Neuer Kurs im Wirtschaftsministerium: Der Wind hat sich gedreht

Radikale Gegner der Energiewende gewinnen an Einfluss – und bremsen die Windkraft aus. Selbst die Industrie protestiert.

Ein Bauwagen steht vor Windrädern. Drauf steht, dass alles unter einem Kilometer Abstand krank macht

Die Windkraftgegner sind überall – auch im Bundeswirtschaftsministerium Foto: Paul Langrock / Agentur Zenit

Berlin taz | Der 5. September 2019 war ein angenehmer Spätsommertag in Berlin. Im Bundeswirtschaftsministerium hatte Peter Altmaier (CDU) zum „Windgipfel“ geladen: Vertreter der Industrie, der Behörden und der Länder saßen zusammen, um sich gegen die Krise zu wappnen. „Wir möchten, dass diese Branche erhalten bleibt und dass sie eine Zukunftsperspektive hat“, erklärte der Minister nach dem Treffen.

+ + +

* _Ziel der Übung_: Schreibe den Abschnitt des Auszugs über die Windkraft von „Berlin taz |“ bis einschließlich „nach dem Treffen.“ noch einmal ab. Ersetze dabei „Spätsommertag“ durch „Herbsttag“.

* _Aufgeführte Einträge_:
+ + +

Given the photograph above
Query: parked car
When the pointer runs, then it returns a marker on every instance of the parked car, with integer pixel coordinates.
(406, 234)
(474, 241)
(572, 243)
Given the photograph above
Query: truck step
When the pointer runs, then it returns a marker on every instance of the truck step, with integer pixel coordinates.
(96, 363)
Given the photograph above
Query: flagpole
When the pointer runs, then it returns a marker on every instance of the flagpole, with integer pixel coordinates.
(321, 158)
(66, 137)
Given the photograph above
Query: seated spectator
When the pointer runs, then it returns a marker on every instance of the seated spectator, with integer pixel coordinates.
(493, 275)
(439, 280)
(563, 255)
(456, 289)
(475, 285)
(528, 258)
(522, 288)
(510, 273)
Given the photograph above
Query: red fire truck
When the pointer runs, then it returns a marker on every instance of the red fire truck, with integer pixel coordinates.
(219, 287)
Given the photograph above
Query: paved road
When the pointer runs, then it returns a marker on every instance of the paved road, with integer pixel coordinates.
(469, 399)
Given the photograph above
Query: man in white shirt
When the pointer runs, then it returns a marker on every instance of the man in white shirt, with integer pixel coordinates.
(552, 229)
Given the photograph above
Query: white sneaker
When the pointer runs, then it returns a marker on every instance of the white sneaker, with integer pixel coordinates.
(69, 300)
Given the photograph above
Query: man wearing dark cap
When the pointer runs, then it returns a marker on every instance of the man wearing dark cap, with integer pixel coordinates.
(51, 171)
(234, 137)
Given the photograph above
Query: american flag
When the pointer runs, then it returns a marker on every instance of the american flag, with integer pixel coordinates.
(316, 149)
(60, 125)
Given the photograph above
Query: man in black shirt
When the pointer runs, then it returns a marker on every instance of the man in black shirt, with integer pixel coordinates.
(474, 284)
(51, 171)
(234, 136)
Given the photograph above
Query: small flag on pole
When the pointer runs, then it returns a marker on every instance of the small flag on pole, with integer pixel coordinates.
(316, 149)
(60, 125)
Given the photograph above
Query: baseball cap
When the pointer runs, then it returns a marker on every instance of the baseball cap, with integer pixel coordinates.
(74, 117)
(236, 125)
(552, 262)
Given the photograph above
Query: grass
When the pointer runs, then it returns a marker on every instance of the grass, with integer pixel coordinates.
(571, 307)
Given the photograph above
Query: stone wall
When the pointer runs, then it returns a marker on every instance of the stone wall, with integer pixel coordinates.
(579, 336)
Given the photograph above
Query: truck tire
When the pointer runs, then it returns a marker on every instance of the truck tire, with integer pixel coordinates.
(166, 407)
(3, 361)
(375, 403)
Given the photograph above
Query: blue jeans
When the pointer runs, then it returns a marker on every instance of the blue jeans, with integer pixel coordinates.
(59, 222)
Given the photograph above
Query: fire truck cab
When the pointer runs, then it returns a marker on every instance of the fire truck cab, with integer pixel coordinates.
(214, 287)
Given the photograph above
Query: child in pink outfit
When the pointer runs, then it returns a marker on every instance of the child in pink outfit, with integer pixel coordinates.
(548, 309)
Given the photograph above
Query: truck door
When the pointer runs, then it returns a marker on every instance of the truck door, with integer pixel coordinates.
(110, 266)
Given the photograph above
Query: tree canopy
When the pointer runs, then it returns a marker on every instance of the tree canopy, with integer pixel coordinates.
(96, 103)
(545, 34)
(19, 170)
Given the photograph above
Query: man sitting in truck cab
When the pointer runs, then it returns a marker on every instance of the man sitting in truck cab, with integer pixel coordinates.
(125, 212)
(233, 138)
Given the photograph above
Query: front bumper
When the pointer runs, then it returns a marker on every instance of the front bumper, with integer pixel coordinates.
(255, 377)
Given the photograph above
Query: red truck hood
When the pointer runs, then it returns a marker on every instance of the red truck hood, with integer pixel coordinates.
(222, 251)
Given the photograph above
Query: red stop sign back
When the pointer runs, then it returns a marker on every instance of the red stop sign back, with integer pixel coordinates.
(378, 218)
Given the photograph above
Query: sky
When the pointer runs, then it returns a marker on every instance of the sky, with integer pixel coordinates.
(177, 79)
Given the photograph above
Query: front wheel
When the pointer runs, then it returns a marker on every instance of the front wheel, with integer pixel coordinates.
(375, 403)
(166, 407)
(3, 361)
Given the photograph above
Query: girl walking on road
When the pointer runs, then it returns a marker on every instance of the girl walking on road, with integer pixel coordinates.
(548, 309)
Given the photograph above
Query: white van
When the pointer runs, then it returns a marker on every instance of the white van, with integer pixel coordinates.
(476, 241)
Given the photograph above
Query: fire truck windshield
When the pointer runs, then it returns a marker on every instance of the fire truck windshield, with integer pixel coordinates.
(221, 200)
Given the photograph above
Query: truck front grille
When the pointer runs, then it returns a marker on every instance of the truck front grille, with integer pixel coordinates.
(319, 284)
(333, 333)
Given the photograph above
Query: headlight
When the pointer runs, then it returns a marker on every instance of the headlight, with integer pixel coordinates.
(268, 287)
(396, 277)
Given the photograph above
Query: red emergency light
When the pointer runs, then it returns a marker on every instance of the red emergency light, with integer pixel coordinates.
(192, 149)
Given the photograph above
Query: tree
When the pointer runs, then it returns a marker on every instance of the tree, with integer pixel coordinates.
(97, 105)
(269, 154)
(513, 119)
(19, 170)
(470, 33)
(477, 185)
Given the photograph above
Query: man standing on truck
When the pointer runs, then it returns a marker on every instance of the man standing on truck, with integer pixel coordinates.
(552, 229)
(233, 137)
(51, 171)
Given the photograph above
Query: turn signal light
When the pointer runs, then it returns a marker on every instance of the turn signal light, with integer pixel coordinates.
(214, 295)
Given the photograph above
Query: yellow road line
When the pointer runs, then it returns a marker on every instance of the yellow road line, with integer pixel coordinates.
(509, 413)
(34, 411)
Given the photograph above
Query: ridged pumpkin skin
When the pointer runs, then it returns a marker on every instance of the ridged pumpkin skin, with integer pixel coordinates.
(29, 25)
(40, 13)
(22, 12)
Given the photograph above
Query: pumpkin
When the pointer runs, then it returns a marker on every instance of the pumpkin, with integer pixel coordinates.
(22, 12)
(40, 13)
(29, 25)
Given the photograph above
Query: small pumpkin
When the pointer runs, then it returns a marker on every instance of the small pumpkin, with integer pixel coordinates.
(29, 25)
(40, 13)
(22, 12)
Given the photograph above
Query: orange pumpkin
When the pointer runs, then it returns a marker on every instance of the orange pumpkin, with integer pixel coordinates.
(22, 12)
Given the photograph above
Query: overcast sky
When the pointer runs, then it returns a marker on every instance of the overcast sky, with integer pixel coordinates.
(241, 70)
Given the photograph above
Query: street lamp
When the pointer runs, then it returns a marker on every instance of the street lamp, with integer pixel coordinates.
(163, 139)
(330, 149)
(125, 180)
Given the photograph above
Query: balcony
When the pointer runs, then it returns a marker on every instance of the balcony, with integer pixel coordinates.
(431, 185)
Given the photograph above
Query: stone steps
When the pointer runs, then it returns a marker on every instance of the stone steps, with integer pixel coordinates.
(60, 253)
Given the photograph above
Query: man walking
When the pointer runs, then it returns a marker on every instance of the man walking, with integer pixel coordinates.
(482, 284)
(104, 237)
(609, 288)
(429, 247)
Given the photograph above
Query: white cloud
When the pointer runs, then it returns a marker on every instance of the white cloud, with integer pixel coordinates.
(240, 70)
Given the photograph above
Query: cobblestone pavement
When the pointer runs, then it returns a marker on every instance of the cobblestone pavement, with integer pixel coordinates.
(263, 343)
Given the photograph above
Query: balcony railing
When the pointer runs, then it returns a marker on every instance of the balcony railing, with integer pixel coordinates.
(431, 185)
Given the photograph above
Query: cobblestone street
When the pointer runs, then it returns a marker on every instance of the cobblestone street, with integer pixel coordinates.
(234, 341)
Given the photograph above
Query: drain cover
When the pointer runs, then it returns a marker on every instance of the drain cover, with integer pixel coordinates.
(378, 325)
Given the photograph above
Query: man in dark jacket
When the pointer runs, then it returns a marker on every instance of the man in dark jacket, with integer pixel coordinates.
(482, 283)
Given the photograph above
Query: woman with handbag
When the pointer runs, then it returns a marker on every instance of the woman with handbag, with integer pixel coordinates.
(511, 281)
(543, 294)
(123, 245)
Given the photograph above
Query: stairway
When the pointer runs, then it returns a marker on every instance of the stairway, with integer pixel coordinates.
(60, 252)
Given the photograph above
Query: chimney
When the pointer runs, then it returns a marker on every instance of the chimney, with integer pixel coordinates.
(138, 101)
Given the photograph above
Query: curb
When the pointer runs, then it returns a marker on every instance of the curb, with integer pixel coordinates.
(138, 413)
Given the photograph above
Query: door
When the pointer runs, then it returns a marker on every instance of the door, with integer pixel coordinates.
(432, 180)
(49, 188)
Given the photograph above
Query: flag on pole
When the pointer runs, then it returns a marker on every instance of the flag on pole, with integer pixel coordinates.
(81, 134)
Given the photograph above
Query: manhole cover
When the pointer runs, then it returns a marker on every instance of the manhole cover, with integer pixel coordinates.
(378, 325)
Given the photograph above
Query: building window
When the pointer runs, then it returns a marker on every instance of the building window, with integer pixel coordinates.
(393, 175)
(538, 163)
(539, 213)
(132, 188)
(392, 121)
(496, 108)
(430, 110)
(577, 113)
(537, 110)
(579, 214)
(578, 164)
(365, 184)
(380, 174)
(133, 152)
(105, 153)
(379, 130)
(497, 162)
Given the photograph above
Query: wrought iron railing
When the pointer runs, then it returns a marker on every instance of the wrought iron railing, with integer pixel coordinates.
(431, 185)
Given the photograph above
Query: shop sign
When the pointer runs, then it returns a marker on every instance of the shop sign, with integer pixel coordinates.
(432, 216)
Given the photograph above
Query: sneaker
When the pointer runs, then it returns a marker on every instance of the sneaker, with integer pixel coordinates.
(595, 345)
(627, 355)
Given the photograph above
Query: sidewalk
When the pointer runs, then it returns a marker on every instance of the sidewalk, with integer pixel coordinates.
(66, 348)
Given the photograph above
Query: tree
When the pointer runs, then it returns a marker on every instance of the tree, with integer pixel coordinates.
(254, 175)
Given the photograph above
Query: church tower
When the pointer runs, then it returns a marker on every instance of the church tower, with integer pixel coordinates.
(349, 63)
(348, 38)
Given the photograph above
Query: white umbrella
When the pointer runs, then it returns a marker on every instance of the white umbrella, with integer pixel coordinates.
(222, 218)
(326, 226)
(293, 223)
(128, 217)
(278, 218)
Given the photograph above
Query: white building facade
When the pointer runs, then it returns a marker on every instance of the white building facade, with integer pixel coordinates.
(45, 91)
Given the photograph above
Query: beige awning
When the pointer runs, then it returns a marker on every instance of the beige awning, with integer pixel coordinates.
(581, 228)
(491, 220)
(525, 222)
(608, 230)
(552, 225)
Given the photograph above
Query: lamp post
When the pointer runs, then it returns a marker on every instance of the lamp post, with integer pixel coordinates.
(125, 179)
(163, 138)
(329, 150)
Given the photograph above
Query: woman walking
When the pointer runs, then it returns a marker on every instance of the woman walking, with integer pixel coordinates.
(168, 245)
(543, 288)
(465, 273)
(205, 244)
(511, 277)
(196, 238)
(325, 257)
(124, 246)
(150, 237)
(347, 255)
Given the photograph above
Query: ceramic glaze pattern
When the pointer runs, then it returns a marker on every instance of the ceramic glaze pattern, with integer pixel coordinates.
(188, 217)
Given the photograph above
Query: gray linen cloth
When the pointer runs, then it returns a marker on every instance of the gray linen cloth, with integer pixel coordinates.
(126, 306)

+ + +

* _Gelöste Aufgabe_:
Berlin taz | Der 5. September 2019 war ein angenehmer Herbsttag in Berlin. Im Bundeswirtschaftsministerium hatte Peter Altmaier (CDU) zum „Windgipfel“ geladen: Vertreter der Industrie, der Behörden und der Länder saßen zusammen, um sich gegen die Krise zu wappnen. „Wir möchten, dass diese Branche erhalten bleibt und dass sie eine Zukunftsperspektive hat“, erklärte der Minister nach dem Treffen.